Stated exercise
Transcribe the material below exactly as it appears.

Data for this exercise
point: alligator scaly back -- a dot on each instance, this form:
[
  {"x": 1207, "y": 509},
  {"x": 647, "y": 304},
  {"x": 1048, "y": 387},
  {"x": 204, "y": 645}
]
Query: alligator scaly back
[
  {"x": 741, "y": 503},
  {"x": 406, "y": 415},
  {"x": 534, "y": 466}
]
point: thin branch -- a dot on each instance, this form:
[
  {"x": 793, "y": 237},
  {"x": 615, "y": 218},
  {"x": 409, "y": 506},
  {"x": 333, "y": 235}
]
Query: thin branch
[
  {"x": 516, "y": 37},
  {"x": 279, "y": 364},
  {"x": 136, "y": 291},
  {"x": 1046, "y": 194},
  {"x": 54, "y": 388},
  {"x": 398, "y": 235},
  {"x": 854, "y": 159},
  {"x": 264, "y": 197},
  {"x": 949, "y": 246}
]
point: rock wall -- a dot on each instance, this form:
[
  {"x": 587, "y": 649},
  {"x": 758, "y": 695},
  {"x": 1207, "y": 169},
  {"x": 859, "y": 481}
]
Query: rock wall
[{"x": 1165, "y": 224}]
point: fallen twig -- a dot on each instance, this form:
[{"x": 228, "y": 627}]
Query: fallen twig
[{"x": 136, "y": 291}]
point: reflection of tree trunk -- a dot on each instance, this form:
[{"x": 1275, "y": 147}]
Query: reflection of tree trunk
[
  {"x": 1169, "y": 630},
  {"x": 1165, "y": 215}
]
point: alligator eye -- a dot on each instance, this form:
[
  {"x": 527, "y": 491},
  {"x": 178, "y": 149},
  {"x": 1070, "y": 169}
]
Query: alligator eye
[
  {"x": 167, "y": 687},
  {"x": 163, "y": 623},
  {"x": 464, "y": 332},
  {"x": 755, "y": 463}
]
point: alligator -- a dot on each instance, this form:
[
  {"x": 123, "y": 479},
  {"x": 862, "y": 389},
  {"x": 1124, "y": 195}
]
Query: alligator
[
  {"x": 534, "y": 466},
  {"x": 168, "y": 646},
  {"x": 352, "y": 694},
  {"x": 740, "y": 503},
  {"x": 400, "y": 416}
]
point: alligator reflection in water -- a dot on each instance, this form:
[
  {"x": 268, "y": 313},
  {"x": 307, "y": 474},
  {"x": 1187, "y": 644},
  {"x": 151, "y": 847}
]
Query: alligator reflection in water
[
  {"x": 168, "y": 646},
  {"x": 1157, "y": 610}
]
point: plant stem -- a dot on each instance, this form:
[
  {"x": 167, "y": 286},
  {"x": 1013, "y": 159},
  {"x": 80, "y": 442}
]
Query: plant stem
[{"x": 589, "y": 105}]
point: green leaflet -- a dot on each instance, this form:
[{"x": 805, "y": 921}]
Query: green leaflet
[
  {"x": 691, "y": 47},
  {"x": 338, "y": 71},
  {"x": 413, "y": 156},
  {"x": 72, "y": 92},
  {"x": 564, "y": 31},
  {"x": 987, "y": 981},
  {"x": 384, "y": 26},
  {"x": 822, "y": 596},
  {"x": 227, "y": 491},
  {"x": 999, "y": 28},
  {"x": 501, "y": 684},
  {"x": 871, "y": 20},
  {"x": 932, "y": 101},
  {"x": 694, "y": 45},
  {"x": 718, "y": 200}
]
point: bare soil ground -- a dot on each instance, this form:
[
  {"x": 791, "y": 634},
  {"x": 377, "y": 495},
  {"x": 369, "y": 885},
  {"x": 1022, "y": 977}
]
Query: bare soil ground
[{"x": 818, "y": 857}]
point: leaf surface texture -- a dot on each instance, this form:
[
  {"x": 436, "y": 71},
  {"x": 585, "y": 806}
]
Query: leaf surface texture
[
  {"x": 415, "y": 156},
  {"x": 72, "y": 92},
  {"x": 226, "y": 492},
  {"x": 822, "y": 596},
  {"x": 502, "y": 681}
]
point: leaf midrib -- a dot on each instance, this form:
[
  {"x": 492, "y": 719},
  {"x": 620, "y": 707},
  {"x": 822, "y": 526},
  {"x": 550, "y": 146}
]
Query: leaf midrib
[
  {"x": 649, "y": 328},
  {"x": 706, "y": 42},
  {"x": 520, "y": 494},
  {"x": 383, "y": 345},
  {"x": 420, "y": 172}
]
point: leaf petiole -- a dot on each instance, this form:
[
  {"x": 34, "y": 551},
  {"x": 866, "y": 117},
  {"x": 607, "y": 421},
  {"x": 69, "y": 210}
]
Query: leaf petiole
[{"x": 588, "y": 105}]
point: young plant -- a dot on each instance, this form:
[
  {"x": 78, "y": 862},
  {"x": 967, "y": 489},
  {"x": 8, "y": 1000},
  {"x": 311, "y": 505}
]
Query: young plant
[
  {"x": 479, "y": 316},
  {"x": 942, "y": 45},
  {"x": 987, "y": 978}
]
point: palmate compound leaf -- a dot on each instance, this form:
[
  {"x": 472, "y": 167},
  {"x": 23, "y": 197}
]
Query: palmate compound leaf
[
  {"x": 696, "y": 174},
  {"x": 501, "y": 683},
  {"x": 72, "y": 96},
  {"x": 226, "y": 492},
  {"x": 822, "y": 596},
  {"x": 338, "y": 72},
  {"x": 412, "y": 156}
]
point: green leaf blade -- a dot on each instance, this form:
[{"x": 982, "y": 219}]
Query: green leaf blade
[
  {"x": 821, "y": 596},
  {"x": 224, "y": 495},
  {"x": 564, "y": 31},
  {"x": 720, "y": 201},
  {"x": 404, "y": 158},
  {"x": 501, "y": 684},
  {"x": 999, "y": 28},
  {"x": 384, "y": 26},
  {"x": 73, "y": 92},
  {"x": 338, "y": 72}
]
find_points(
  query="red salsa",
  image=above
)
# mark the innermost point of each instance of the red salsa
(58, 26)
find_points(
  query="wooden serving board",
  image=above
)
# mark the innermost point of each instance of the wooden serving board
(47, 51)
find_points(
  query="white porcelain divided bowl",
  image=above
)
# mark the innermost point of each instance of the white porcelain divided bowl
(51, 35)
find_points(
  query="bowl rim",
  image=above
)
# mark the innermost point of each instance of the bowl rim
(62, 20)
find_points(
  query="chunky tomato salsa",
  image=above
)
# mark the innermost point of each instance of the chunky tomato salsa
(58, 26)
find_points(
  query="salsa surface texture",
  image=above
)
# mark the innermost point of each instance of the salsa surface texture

Output below
point: alligator scaly back -- a dot on each instance, this form:
[
  {"x": 1207, "y": 509},
  {"x": 647, "y": 304},
  {"x": 1048, "y": 387},
  {"x": 204, "y": 645}
]
Query: alligator scaly back
[
  {"x": 741, "y": 503},
  {"x": 406, "y": 415},
  {"x": 534, "y": 466}
]
point: thin branch -- a dot on each instance, this form:
[
  {"x": 793, "y": 237},
  {"x": 615, "y": 218},
  {"x": 409, "y": 506},
  {"x": 333, "y": 235}
]
Query: thin branch
[
  {"x": 516, "y": 37},
  {"x": 279, "y": 364},
  {"x": 136, "y": 291},
  {"x": 1046, "y": 194},
  {"x": 54, "y": 388},
  {"x": 398, "y": 235},
  {"x": 854, "y": 159},
  {"x": 264, "y": 197},
  {"x": 949, "y": 246}
]
point: rock wall -- a dot on each instance, this form:
[
  {"x": 587, "y": 649},
  {"x": 758, "y": 695},
  {"x": 1207, "y": 169},
  {"x": 859, "y": 481}
]
Query: rock wall
[{"x": 1165, "y": 224}]
point: fallen twig -- a dot on each instance, this form:
[{"x": 228, "y": 627}]
Query: fallen twig
[{"x": 136, "y": 291}]
point: reflection of tree trunk -- a dot on each instance, this form:
[{"x": 1275, "y": 147}]
Query: reflection of tree trunk
[
  {"x": 1169, "y": 630},
  {"x": 1165, "y": 215}
]
point: alligator eye -- a dot on each instance, this form:
[
  {"x": 527, "y": 491},
  {"x": 178, "y": 149},
  {"x": 1070, "y": 169}
]
Query: alligator eye
[
  {"x": 167, "y": 687},
  {"x": 163, "y": 623},
  {"x": 464, "y": 332},
  {"x": 755, "y": 463}
]
point: alligator -- a dot on each instance, this form:
[
  {"x": 123, "y": 479},
  {"x": 862, "y": 389},
  {"x": 1124, "y": 195}
]
Query: alligator
[
  {"x": 534, "y": 466},
  {"x": 168, "y": 646},
  {"x": 352, "y": 694},
  {"x": 740, "y": 503},
  {"x": 400, "y": 416}
]
point: alligator reflection in water -- a dot on each instance, this form:
[
  {"x": 268, "y": 313},
  {"x": 307, "y": 474},
  {"x": 1187, "y": 644},
  {"x": 151, "y": 847}
]
Query: alligator reflection in water
[
  {"x": 168, "y": 646},
  {"x": 1157, "y": 610}
]
point: plant stem -- a dot on each instance, this form:
[
  {"x": 167, "y": 286},
  {"x": 1013, "y": 159},
  {"x": 80, "y": 442}
]
Query: plant stem
[{"x": 589, "y": 105}]
point: green leaflet -- a dot on each instance, this form:
[{"x": 805, "y": 921}]
Query: green leaflet
[
  {"x": 691, "y": 47},
  {"x": 338, "y": 71},
  {"x": 413, "y": 156},
  {"x": 72, "y": 92},
  {"x": 564, "y": 31},
  {"x": 987, "y": 981},
  {"x": 384, "y": 26},
  {"x": 822, "y": 596},
  {"x": 227, "y": 491},
  {"x": 999, "y": 28},
  {"x": 501, "y": 684},
  {"x": 871, "y": 20},
  {"x": 932, "y": 101},
  {"x": 694, "y": 45},
  {"x": 718, "y": 200}
]
point: bare soil ground -- a dot on each instance, this form:
[
  {"x": 791, "y": 634},
  {"x": 377, "y": 495},
  {"x": 369, "y": 885},
  {"x": 1022, "y": 977}
]
Query: bare soil ground
[{"x": 818, "y": 857}]
point: leaf surface texture -- a dot on each instance, this form:
[
  {"x": 436, "y": 71},
  {"x": 585, "y": 806}
]
Query: leaf surface texture
[
  {"x": 415, "y": 156},
  {"x": 72, "y": 92},
  {"x": 226, "y": 492},
  {"x": 822, "y": 596},
  {"x": 502, "y": 681}
]
point: leaf midrib -- a dot on each instance, this form:
[
  {"x": 492, "y": 719},
  {"x": 620, "y": 707},
  {"x": 822, "y": 526},
  {"x": 550, "y": 146}
]
Query: leaf midrib
[
  {"x": 649, "y": 328},
  {"x": 706, "y": 42},
  {"x": 520, "y": 494},
  {"x": 383, "y": 345},
  {"x": 420, "y": 172}
]
point: leaf petiole -- a dot on each instance, this form:
[
  {"x": 34, "y": 551},
  {"x": 866, "y": 117},
  {"x": 607, "y": 421},
  {"x": 69, "y": 210}
]
Query: leaf petiole
[{"x": 588, "y": 105}]
point: young plant -- a dot on each instance, this form:
[
  {"x": 78, "y": 862},
  {"x": 967, "y": 489},
  {"x": 8, "y": 1000},
  {"x": 311, "y": 505}
]
Query: young plant
[
  {"x": 479, "y": 316},
  {"x": 942, "y": 45},
  {"x": 987, "y": 978}
]
point: palmate compound leaf -- a dot on each instance, this form:
[
  {"x": 472, "y": 167},
  {"x": 23, "y": 197}
]
Query: palmate compound leaf
[
  {"x": 696, "y": 174},
  {"x": 501, "y": 683},
  {"x": 72, "y": 96},
  {"x": 226, "y": 492},
  {"x": 822, "y": 596},
  {"x": 338, "y": 72},
  {"x": 412, "y": 156}
]
point: green leaf blade -- a dot on each instance, this form:
[{"x": 982, "y": 219}]
Query: green leaf blade
[
  {"x": 821, "y": 596},
  {"x": 224, "y": 495},
  {"x": 564, "y": 31},
  {"x": 720, "y": 201},
  {"x": 404, "y": 158},
  {"x": 501, "y": 684},
  {"x": 999, "y": 28},
  {"x": 384, "y": 26},
  {"x": 73, "y": 92},
  {"x": 338, "y": 72}
]
find_points(
  query="red salsa",
  image=above
)
# mark the innermost point of each instance of the red salsa
(58, 26)
find_points(
  query="wooden serving board",
  image=above
)
# mark the innermost point of each instance of the wooden serving board
(47, 51)
find_points(
  query="white porcelain divided bowl",
  image=above
)
# mark the innermost point of each instance of the white porcelain divided bowl
(51, 35)
find_points(
  query="bowl rim",
  image=above
)
# mark the innermost point of each instance of the bowl rim
(62, 20)
find_points(
  query="chunky tomato salsa",
  image=above
)
# mark the innermost point of each instance of the chunky tomato salsa
(58, 26)
find_points(
  query="salsa surface texture",
  image=above
)
# mark the innermost point of each instance of the salsa surface texture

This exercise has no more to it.